▸ **PROMPT**
List every line of the data below that contains the word "white", treating uppercase and lowercase as different.

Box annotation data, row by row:
────────
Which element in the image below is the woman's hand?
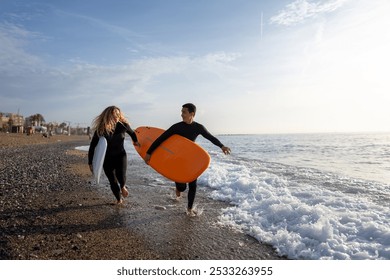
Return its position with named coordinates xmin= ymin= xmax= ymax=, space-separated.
xmin=144 ymin=154 xmax=151 ymax=165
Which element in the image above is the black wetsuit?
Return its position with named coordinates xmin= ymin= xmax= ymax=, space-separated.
xmin=88 ymin=122 xmax=138 ymax=201
xmin=147 ymin=122 xmax=223 ymax=209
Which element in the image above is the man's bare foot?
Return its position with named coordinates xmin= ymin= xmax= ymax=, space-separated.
xmin=187 ymin=208 xmax=198 ymax=217
xmin=121 ymin=186 xmax=129 ymax=197
xmin=111 ymin=199 xmax=123 ymax=206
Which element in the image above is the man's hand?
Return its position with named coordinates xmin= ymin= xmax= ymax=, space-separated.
xmin=221 ymin=146 xmax=231 ymax=155
xmin=144 ymin=154 xmax=151 ymax=165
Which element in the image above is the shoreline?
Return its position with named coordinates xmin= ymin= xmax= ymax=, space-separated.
xmin=0 ymin=134 xmax=286 ymax=260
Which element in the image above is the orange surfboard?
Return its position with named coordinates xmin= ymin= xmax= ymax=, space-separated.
xmin=135 ymin=126 xmax=210 ymax=183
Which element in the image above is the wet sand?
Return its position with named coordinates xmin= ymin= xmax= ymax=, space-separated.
xmin=0 ymin=133 xmax=285 ymax=260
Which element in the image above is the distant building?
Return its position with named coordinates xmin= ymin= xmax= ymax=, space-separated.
xmin=0 ymin=113 xmax=24 ymax=133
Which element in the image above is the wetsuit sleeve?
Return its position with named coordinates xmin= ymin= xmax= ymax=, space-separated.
xmin=125 ymin=124 xmax=138 ymax=143
xmin=146 ymin=126 xmax=175 ymax=155
xmin=200 ymin=124 xmax=224 ymax=148
xmin=88 ymin=131 xmax=99 ymax=164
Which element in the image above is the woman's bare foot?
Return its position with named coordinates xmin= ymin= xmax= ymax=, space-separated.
xmin=121 ymin=186 xmax=129 ymax=197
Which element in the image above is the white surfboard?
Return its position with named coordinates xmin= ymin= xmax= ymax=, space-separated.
xmin=92 ymin=136 xmax=107 ymax=184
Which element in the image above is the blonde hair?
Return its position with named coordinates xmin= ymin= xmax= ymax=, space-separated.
xmin=92 ymin=106 xmax=128 ymax=137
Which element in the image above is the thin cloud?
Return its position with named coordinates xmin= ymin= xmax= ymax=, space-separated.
xmin=270 ymin=0 xmax=349 ymax=26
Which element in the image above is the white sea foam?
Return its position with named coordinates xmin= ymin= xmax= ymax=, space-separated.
xmin=78 ymin=134 xmax=390 ymax=259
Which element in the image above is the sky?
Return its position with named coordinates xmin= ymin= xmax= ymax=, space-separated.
xmin=0 ymin=0 xmax=390 ymax=134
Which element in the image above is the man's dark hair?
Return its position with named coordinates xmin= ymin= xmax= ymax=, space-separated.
xmin=182 ymin=103 xmax=196 ymax=115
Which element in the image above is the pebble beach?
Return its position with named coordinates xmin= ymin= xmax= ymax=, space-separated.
xmin=0 ymin=133 xmax=285 ymax=260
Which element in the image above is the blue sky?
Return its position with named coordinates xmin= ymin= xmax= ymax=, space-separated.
xmin=0 ymin=0 xmax=390 ymax=134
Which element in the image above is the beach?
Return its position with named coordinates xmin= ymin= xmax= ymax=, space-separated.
xmin=0 ymin=133 xmax=285 ymax=260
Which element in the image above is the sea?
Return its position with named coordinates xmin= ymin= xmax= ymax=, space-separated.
xmin=79 ymin=133 xmax=390 ymax=260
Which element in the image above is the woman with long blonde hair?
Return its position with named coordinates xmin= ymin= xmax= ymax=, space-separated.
xmin=88 ymin=106 xmax=140 ymax=204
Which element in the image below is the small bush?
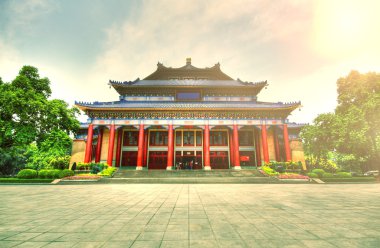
────────
▸ **ANSWER BELOW**
Which element in the image above is the white surfboard?
Which element in the image above is the white sea foam?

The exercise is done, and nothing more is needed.